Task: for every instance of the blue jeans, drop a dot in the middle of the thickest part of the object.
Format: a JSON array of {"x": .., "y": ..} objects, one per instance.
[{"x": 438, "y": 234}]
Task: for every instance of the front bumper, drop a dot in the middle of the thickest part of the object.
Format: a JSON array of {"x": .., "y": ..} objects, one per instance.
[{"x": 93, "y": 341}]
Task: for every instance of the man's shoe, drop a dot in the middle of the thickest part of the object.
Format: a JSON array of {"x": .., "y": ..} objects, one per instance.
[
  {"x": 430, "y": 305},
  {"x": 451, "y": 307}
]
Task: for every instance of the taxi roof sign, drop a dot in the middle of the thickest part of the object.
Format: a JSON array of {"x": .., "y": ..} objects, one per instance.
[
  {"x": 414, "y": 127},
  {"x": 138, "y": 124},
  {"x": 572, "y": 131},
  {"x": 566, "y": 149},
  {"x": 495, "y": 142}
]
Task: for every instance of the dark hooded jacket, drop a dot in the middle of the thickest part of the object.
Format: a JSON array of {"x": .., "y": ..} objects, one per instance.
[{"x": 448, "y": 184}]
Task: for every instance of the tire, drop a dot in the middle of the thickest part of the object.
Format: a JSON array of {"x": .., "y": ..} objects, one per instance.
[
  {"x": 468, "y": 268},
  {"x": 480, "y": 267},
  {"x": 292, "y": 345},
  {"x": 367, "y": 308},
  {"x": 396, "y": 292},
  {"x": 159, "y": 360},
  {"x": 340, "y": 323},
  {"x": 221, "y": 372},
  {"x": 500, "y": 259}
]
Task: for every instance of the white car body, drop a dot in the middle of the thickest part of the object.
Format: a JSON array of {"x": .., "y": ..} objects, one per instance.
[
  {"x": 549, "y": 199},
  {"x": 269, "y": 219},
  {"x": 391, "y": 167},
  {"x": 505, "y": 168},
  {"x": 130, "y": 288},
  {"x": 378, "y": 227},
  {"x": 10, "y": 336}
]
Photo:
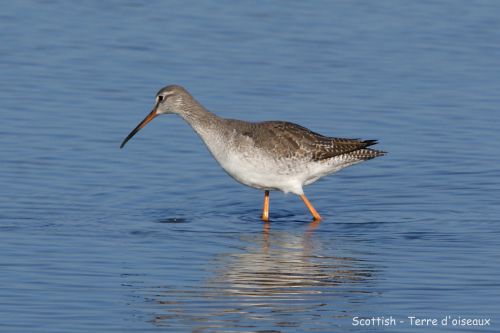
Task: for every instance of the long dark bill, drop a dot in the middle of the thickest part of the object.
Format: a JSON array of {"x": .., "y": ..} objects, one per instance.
[{"x": 143, "y": 123}]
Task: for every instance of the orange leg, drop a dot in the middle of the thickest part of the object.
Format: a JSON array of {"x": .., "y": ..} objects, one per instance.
[
  {"x": 313, "y": 211},
  {"x": 265, "y": 211}
]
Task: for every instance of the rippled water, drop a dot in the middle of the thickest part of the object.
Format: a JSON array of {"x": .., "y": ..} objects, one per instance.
[{"x": 156, "y": 237}]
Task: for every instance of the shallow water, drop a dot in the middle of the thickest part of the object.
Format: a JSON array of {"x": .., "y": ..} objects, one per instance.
[{"x": 156, "y": 237}]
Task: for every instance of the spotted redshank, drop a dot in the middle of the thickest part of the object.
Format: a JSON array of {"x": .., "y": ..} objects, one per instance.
[{"x": 270, "y": 155}]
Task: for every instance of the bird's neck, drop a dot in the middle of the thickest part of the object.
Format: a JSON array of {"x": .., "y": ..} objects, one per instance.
[{"x": 200, "y": 119}]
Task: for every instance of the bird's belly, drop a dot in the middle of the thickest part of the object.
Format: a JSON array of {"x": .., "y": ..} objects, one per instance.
[{"x": 262, "y": 173}]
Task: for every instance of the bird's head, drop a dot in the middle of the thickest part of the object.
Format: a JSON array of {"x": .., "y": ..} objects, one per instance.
[{"x": 170, "y": 99}]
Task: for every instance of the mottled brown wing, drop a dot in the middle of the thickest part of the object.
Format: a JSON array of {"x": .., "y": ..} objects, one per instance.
[{"x": 291, "y": 140}]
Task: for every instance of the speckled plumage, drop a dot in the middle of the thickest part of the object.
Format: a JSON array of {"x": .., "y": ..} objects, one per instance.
[{"x": 270, "y": 155}]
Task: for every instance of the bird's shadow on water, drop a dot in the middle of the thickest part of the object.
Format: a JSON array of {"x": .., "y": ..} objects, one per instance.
[{"x": 286, "y": 273}]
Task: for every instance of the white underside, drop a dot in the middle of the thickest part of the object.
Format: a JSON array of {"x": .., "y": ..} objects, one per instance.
[{"x": 255, "y": 168}]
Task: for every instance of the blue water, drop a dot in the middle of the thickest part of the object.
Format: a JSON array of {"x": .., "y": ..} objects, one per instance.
[{"x": 156, "y": 237}]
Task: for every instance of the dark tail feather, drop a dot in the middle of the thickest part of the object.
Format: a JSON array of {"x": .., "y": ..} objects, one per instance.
[
  {"x": 370, "y": 142},
  {"x": 367, "y": 153}
]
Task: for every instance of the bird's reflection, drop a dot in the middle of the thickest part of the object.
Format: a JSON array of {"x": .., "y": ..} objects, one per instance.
[{"x": 275, "y": 276}]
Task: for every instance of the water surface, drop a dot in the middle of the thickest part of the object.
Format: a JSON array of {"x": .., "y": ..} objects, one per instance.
[{"x": 156, "y": 237}]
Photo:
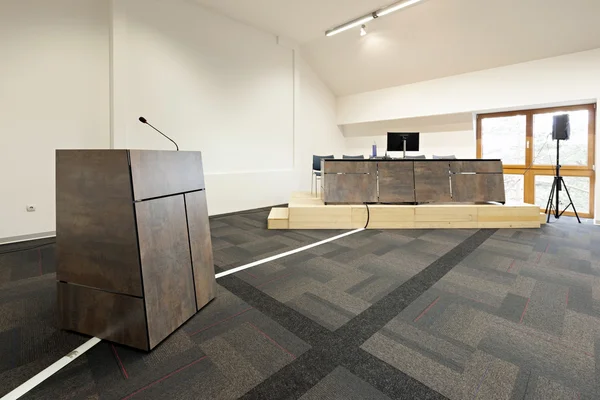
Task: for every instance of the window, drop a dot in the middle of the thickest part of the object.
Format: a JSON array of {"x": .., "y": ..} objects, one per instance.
[{"x": 523, "y": 141}]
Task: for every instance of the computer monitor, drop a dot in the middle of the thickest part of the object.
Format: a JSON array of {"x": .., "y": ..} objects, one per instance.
[{"x": 396, "y": 141}]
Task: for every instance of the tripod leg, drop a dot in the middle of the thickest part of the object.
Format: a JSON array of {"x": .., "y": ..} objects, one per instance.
[
  {"x": 571, "y": 202},
  {"x": 549, "y": 205}
]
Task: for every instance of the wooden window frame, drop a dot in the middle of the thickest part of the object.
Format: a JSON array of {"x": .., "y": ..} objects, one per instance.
[{"x": 532, "y": 171}]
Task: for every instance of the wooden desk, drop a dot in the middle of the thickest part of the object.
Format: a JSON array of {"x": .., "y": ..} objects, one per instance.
[{"x": 412, "y": 181}]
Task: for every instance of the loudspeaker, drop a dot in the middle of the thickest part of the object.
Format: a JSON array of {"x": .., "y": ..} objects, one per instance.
[{"x": 561, "y": 128}]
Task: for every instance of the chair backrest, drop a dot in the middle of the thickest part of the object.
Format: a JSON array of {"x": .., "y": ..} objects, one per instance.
[{"x": 317, "y": 161}]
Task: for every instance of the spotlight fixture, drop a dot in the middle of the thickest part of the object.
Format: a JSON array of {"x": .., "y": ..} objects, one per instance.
[
  {"x": 369, "y": 17},
  {"x": 395, "y": 7},
  {"x": 351, "y": 24}
]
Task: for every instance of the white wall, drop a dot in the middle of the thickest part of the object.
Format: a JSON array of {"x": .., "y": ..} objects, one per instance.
[
  {"x": 79, "y": 73},
  {"x": 557, "y": 80},
  {"x": 569, "y": 79},
  {"x": 254, "y": 109},
  {"x": 461, "y": 144},
  {"x": 54, "y": 93}
]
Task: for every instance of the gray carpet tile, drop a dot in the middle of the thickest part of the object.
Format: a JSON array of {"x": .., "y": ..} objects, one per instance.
[
  {"x": 414, "y": 314},
  {"x": 515, "y": 319}
]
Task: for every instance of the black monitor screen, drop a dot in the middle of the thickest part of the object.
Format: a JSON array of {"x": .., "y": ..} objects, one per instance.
[{"x": 396, "y": 141}]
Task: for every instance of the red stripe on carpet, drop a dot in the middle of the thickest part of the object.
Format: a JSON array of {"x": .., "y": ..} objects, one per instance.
[
  {"x": 221, "y": 321},
  {"x": 512, "y": 264},
  {"x": 524, "y": 310},
  {"x": 163, "y": 378},
  {"x": 125, "y": 374},
  {"x": 271, "y": 339},
  {"x": 427, "y": 309},
  {"x": 40, "y": 262}
]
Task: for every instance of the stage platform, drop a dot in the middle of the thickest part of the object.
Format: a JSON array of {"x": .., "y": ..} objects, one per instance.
[{"x": 305, "y": 211}]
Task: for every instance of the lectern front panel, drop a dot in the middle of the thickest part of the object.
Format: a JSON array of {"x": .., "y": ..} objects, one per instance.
[
  {"x": 166, "y": 265},
  {"x": 201, "y": 246},
  {"x": 432, "y": 182},
  {"x": 396, "y": 182},
  {"x": 115, "y": 317},
  {"x": 161, "y": 173},
  {"x": 96, "y": 237}
]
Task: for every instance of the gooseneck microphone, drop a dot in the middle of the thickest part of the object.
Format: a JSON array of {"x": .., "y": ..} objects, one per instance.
[{"x": 144, "y": 121}]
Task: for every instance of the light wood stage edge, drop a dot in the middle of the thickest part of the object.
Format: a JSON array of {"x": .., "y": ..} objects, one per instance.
[{"x": 308, "y": 212}]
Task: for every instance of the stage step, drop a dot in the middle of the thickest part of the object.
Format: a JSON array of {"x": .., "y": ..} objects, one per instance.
[
  {"x": 309, "y": 212},
  {"x": 278, "y": 218}
]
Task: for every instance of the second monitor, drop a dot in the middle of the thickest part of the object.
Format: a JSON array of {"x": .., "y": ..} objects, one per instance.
[{"x": 403, "y": 141}]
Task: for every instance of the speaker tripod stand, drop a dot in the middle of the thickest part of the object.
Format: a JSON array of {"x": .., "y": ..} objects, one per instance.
[{"x": 557, "y": 186}]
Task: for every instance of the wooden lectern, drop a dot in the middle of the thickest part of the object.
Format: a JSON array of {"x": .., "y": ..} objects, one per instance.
[{"x": 134, "y": 254}]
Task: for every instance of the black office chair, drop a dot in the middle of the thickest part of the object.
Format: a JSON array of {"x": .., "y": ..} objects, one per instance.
[{"x": 316, "y": 171}]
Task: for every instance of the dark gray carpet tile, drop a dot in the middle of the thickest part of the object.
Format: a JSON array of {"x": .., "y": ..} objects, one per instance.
[
  {"x": 230, "y": 345},
  {"x": 375, "y": 317},
  {"x": 29, "y": 338},
  {"x": 493, "y": 329},
  {"x": 342, "y": 384},
  {"x": 459, "y": 315}
]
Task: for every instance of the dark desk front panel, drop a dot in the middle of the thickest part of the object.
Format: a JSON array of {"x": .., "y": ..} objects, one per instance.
[
  {"x": 432, "y": 182},
  {"x": 396, "y": 182},
  {"x": 349, "y": 182},
  {"x": 412, "y": 181}
]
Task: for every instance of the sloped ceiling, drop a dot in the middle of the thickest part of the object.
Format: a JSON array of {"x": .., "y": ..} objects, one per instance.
[{"x": 433, "y": 39}]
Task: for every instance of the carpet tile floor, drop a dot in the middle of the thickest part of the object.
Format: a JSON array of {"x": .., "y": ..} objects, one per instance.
[{"x": 395, "y": 314}]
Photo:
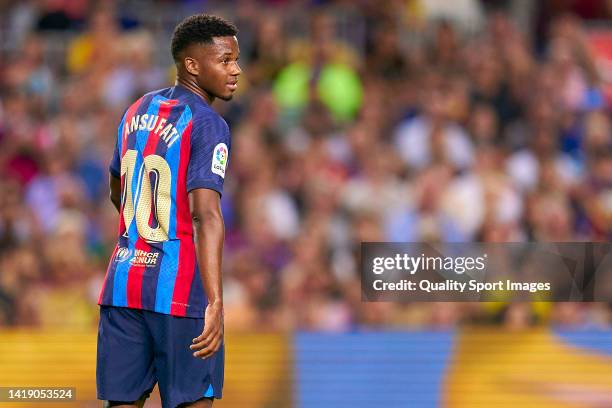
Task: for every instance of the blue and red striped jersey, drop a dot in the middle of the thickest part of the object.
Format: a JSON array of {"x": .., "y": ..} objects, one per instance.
[{"x": 169, "y": 142}]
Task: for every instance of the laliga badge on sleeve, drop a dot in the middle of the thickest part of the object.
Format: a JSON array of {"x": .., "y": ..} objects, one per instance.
[{"x": 219, "y": 161}]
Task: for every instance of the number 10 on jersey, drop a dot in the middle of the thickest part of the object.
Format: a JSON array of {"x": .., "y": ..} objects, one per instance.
[{"x": 146, "y": 193}]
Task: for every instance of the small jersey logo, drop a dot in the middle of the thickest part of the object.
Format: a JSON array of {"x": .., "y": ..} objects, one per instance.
[
  {"x": 219, "y": 161},
  {"x": 144, "y": 258},
  {"x": 123, "y": 253}
]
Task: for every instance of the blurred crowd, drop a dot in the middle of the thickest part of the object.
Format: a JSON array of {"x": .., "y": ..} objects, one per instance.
[{"x": 396, "y": 120}]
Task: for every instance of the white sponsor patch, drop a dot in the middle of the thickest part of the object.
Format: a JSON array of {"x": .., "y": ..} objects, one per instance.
[{"x": 219, "y": 161}]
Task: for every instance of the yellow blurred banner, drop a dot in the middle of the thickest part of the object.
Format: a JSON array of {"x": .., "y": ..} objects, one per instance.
[
  {"x": 527, "y": 368},
  {"x": 257, "y": 373}
]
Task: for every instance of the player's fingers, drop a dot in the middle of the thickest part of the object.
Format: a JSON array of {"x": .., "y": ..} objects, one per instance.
[
  {"x": 208, "y": 333},
  {"x": 208, "y": 330},
  {"x": 209, "y": 350},
  {"x": 205, "y": 341},
  {"x": 203, "y": 347}
]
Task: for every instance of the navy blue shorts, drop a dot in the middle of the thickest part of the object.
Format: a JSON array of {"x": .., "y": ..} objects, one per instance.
[{"x": 138, "y": 348}]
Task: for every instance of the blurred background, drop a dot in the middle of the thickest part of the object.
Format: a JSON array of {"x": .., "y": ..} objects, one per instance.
[{"x": 394, "y": 120}]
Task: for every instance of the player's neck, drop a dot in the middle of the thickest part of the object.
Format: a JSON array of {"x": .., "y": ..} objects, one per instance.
[{"x": 193, "y": 87}]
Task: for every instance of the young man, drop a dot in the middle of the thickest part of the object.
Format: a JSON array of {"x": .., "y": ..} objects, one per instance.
[{"x": 161, "y": 307}]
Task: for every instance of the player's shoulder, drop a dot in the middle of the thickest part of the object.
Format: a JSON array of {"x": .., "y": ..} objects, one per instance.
[{"x": 204, "y": 115}]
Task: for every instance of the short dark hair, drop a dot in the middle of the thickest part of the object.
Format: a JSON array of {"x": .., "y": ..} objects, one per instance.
[{"x": 199, "y": 28}]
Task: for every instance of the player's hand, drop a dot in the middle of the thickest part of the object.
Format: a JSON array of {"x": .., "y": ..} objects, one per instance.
[{"x": 207, "y": 343}]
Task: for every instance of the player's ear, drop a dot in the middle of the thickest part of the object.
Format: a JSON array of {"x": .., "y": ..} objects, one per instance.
[{"x": 192, "y": 66}]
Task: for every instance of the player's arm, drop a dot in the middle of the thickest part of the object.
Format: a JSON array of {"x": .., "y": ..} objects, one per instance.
[
  {"x": 115, "y": 190},
  {"x": 209, "y": 232}
]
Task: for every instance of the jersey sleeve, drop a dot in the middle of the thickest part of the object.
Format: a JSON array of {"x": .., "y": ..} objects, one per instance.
[
  {"x": 210, "y": 147},
  {"x": 115, "y": 165}
]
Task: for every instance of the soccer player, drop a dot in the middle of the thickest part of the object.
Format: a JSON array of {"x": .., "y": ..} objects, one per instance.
[{"x": 161, "y": 307}]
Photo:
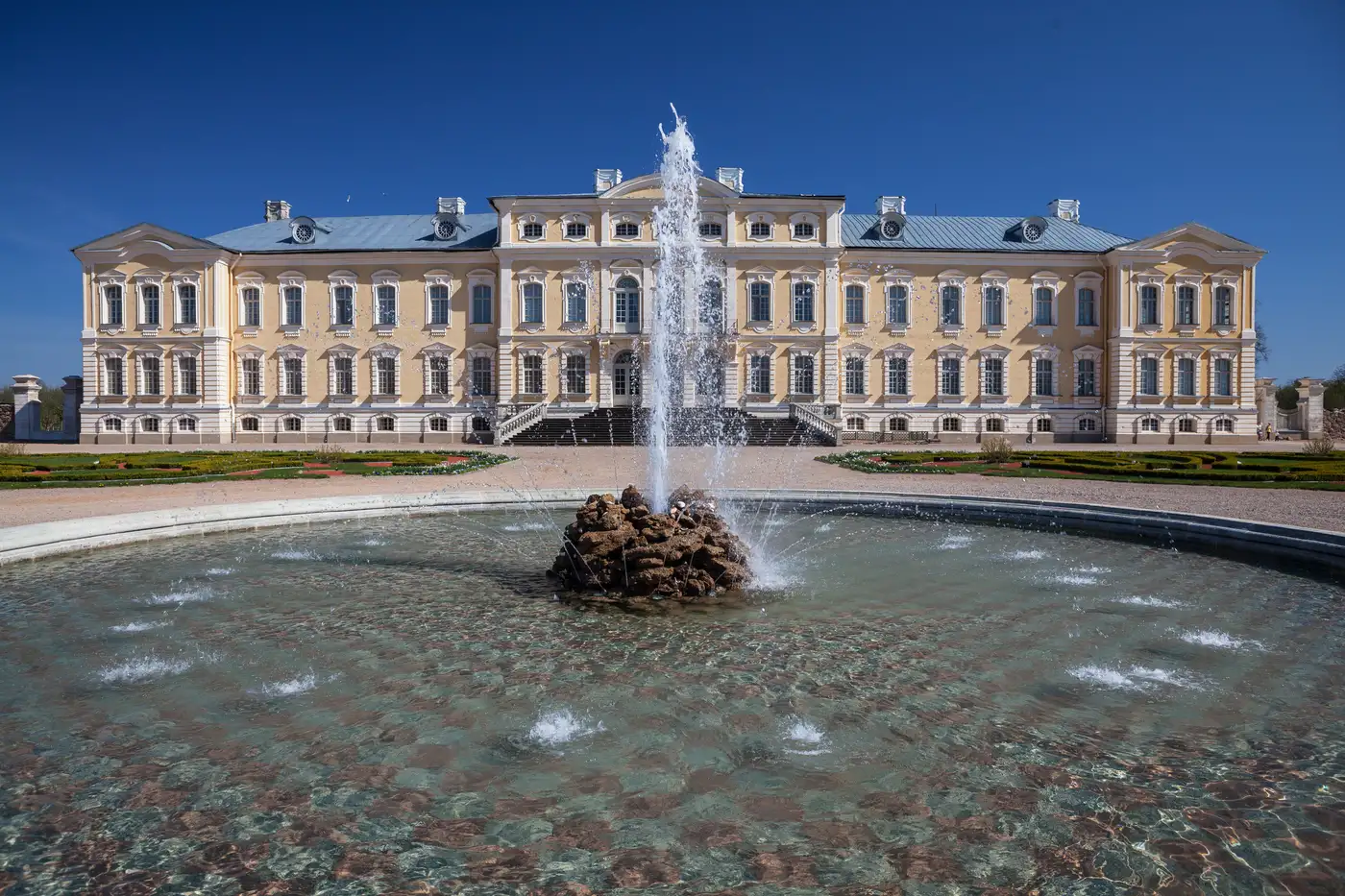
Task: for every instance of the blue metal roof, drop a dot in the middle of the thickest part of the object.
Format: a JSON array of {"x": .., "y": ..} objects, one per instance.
[
  {"x": 362, "y": 233},
  {"x": 975, "y": 234}
]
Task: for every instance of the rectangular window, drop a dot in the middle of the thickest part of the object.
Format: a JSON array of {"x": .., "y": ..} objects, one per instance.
[
  {"x": 803, "y": 302},
  {"x": 1086, "y": 376},
  {"x": 386, "y": 305},
  {"x": 854, "y": 304},
  {"x": 345, "y": 375},
  {"x": 483, "y": 375},
  {"x": 1087, "y": 308},
  {"x": 804, "y": 375},
  {"x": 385, "y": 370},
  {"x": 533, "y": 375},
  {"x": 439, "y": 375},
  {"x": 252, "y": 376},
  {"x": 994, "y": 370},
  {"x": 898, "y": 305},
  {"x": 293, "y": 370},
  {"x": 481, "y": 303},
  {"x": 252, "y": 307},
  {"x": 951, "y": 308},
  {"x": 1186, "y": 305},
  {"x": 950, "y": 376},
  {"x": 345, "y": 311},
  {"x": 760, "y": 302},
  {"x": 759, "y": 375},
  {"x": 152, "y": 369},
  {"x": 187, "y": 304},
  {"x": 150, "y": 298},
  {"x": 898, "y": 376},
  {"x": 854, "y": 378},
  {"x": 1223, "y": 376},
  {"x": 1045, "y": 375},
  {"x": 1149, "y": 375},
  {"x": 1149, "y": 305},
  {"x": 994, "y": 301},
  {"x": 439, "y": 305},
  {"x": 295, "y": 305},
  {"x": 187, "y": 375},
  {"x": 575, "y": 375}
]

• CHALLENGE: Render every line from the one that contains "Task: for every instance of the player's arm, drop" through the end of the rows as a JSON list of strings, one string per line. Omit blank lines and the pictures.

• SOLUTION TO THE EXERCISE:
[
  "Task: for every instance of the player's arm, drop a dot in the middle of the thickest part of the object.",
  "Format: a JSON array of {\"x\": .., \"y\": ..} objects, one per instance.",
  "[",
  "  {\"x\": 115, \"y\": 190},",
  "  {\"x\": 209, \"y\": 232}",
  "]",
  "Task: for every instance of the jersey sleeve, drop a dot in the middle of the thickest part of the object.",
  "Format: a JSON array of {\"x\": .., \"y\": ..} objects, one per instance.",
  "[",
  "  {\"x\": 210, \"y\": 147},",
  "  {\"x\": 115, \"y\": 165}",
  "]",
  "Task: for every instance of the soccer player, drop a dot in the middle of the thickest part of the object.",
  "Format: a JSON array of {\"x\": .., \"y\": ..} objects, one per instance.",
  "[{\"x\": 161, \"y\": 307}]",
  "Photo:",
  "Task: for every instance of the blue metal roof, drop a dot in the middle of the thickest part of the object.",
  "Format: a JSON array of {\"x\": .., \"y\": ..} objects, one per instance.",
  "[",
  "  {\"x\": 362, \"y\": 233},",
  "  {\"x\": 975, \"y\": 234}",
  "]",
  "Task: for every instance of the rectangular window, drop a dot in the middle of the thickest part of the object.",
  "Format: a JSON array of {\"x\": .., \"y\": ..} objects, one per instance.",
  "[",
  "  {\"x\": 803, \"y\": 302},",
  "  {\"x\": 1086, \"y\": 376},",
  "  {\"x\": 386, \"y\": 305},",
  "  {\"x\": 854, \"y\": 304},",
  "  {\"x\": 345, \"y\": 375},",
  "  {\"x\": 483, \"y\": 375},",
  "  {\"x\": 1087, \"y\": 308},",
  "  {\"x\": 804, \"y\": 375},",
  "  {\"x\": 385, \"y\": 370},",
  "  {\"x\": 533, \"y\": 375},",
  "  {\"x\": 439, \"y\": 375},",
  "  {\"x\": 252, \"y\": 376},",
  "  {\"x\": 994, \"y\": 370},",
  "  {\"x\": 898, \"y\": 305},",
  "  {\"x\": 293, \"y\": 370},",
  "  {\"x\": 481, \"y\": 303},",
  "  {\"x\": 252, \"y\": 307},",
  "  {\"x\": 951, \"y\": 308},",
  "  {\"x\": 1186, \"y\": 305},",
  "  {\"x\": 950, \"y\": 376},",
  "  {\"x\": 345, \"y\": 311},",
  "  {\"x\": 760, \"y\": 302},",
  "  {\"x\": 759, \"y\": 375},",
  "  {\"x\": 152, \"y\": 369},",
  "  {\"x\": 187, \"y\": 304},",
  "  {\"x\": 150, \"y\": 298},",
  "  {\"x\": 898, \"y\": 376},",
  "  {\"x\": 854, \"y\": 378},",
  "  {\"x\": 1223, \"y\": 376},",
  "  {\"x\": 1045, \"y\": 375},",
  "  {\"x\": 1149, \"y\": 375},",
  "  {\"x\": 1149, \"y\": 305},",
  "  {\"x\": 994, \"y\": 301},",
  "  {\"x\": 439, \"y\": 305},",
  "  {\"x\": 295, \"y\": 305},",
  "  {\"x\": 187, \"y\": 375},",
  "  {\"x\": 575, \"y\": 375}",
  "]"
]